11th NHL All-Star Game
|  | 1 | 2 | 3 | Total |
| All-Star team | 2 | 1 | 2 | 5 |
| Montreal Canadiens | 1 | 2 | 0 | 3 |
- Date: October 5, 1957
- Arena: Montreal Forum
- City: Montreal
- Attendance: 13,003

= 11th National Hockey League All-Star Game =

Professional ice hockey exhibition game

The 11th National Hockey League All-Star Game took place at the Montreal Forum, home of the Montreal Canadiens, on October 5, 1957. The Canadiens, winner of the 1957 Stanley Cup Finals, played a team of All-Stars for the second consecutive year, with the All-Stars winning by a 5–3 score.

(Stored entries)

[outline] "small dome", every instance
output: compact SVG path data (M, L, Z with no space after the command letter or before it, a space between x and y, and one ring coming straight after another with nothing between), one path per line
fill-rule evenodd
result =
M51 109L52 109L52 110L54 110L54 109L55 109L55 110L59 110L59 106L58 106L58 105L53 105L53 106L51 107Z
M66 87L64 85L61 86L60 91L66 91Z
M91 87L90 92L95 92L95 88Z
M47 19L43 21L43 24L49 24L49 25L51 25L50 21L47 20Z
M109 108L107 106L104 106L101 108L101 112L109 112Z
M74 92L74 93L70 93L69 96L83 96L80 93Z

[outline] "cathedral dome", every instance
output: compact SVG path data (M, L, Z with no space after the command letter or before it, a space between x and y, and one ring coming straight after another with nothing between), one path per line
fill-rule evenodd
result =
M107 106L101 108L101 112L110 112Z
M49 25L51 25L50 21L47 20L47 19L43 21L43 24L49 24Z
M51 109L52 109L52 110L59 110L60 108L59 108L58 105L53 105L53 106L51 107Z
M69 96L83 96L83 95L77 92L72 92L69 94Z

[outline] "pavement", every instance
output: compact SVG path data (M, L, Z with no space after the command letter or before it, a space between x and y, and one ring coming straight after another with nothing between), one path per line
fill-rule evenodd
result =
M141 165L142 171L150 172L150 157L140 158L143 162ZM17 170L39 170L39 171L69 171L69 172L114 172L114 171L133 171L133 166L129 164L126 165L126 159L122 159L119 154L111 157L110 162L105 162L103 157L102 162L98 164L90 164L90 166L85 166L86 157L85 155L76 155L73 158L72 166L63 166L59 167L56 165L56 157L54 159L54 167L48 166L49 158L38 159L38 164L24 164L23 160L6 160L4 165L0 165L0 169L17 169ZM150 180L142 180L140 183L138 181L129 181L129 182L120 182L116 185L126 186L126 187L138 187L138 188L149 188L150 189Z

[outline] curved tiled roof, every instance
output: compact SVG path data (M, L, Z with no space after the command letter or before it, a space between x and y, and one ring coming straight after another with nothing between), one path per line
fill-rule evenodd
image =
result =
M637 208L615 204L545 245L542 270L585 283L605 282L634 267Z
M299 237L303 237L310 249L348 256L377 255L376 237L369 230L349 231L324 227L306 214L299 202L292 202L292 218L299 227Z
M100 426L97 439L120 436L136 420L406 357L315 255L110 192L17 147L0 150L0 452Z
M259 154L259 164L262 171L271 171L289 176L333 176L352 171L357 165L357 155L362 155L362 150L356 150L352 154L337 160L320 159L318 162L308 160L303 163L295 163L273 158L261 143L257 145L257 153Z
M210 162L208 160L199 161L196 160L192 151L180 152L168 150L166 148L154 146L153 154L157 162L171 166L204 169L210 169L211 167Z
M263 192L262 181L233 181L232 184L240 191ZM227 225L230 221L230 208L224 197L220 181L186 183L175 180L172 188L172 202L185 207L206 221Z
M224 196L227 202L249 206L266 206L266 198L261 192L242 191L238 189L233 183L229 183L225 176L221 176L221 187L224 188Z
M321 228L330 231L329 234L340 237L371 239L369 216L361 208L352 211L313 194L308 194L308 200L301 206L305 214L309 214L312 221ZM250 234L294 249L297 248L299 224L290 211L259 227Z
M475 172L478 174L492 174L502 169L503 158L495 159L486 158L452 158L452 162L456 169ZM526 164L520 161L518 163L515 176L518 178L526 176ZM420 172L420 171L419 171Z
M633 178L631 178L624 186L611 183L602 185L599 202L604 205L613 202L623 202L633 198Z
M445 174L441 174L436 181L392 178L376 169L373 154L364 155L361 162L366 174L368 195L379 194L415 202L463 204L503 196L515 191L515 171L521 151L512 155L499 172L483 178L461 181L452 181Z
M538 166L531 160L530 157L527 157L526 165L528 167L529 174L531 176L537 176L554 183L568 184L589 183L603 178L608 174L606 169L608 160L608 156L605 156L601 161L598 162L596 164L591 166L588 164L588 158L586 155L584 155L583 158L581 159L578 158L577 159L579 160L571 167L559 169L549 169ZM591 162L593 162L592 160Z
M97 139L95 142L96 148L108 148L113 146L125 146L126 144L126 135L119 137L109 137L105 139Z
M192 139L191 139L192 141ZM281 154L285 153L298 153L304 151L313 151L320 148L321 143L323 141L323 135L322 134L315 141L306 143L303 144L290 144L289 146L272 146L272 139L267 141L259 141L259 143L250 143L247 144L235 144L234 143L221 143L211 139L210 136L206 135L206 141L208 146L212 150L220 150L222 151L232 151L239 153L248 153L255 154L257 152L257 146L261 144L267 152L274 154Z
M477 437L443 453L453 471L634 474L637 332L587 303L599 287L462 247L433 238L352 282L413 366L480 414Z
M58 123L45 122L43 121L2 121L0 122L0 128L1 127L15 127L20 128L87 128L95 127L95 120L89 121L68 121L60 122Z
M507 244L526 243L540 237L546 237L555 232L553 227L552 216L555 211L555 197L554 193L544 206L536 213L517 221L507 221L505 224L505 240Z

#### REQUIRED TASKS:
[1] Condense the paragraph of the 1957 All-Star Game text that starts "The 11th National Hockey League All-Star Game took place" into a short bulleted list that keeps its main facts.
[2] According to the 1957 All-Star Game text, what was the attendance at the game?
None of the data is required for this work.

#### ANSWERS TO THE EXERCISE:
[1]
- Held October 5, 1957, at the Montreal Forum, home of the Montreal Canadiens
- The Canadiens had won the 1957 Stanley Cup Finals
- Second straight year the Canadiens faced a team of All-Stars
- The All-Stars won 5–3

[2] 13,003